DOCUMENT TEXT:
** start **
Continuing from Dr. John & Bonnie Lund, A Common Excuse for Giving Criticism, From the book “Take Your Love to Your Family and Your Frustrations to the Lord”:
You parents of the Willful and the Wayward! Don’t give them up. Don’t cast them off. They are not utterly lost. The Shepard will find his sheep. They were his long before they were yours—long before he entrusted them to your care; and you cannot begin to love them as he loves them. They have but strayed in ignorance from the right Path of Right, and God is merciful to ignorance. Only the fulness of knowledge brings the fulness of accountability. Our Heavenly Father is far more merciful, infinitely more charitable, than even the best of his servants and the Everlasting Gospel is mightier in power to save than our narrow, finite minds can comprehend.
The Prophet Joseph declared—and he never taught a more comforting doctrine—that the eternal sealings of faithful parents and the divine promises made to them for valiant service made in the cause of truth, would save not only themselves, but likewise their posterity. . . .
** end **
RECORDED INFORMATION:
** start **
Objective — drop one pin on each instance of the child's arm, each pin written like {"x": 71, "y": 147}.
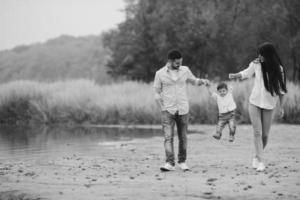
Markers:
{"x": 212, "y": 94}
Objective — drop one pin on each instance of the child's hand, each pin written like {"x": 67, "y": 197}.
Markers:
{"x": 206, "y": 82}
** end **
** start **
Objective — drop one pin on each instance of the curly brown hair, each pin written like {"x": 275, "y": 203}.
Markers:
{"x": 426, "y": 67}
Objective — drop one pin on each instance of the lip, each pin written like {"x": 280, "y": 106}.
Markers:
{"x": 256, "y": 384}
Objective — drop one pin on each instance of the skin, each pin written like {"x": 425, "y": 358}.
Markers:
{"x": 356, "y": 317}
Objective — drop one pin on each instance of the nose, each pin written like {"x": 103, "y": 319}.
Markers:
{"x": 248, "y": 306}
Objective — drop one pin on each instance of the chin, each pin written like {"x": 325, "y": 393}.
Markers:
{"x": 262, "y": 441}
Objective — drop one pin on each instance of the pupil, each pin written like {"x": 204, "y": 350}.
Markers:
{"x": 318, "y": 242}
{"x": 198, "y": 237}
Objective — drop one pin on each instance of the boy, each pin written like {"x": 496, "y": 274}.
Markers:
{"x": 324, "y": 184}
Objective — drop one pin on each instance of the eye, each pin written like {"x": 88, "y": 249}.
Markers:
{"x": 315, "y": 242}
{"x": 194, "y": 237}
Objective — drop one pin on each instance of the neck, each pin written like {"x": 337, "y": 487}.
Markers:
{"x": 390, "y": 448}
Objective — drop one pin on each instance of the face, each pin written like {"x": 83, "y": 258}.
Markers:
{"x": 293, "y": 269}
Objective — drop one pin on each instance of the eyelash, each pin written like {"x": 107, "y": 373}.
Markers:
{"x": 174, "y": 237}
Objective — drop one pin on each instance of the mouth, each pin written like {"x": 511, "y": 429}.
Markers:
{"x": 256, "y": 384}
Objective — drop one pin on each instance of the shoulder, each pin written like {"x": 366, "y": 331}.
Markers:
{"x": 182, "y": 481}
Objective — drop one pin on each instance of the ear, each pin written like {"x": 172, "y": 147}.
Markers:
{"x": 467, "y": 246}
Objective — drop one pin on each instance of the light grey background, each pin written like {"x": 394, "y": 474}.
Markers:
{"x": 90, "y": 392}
** end **
Answer these questions about the passage on wayward children, one per line:
1. According to the passage, what alone brings the fulness of accountability?
2. Who is said to have declared the doctrine about eternal sealings?
3. Besides the faithful parents themselves, whom would those sealings and promises save?

1. The fulness of knowledge.
2. The Prophet Joseph.
3. Their posterity.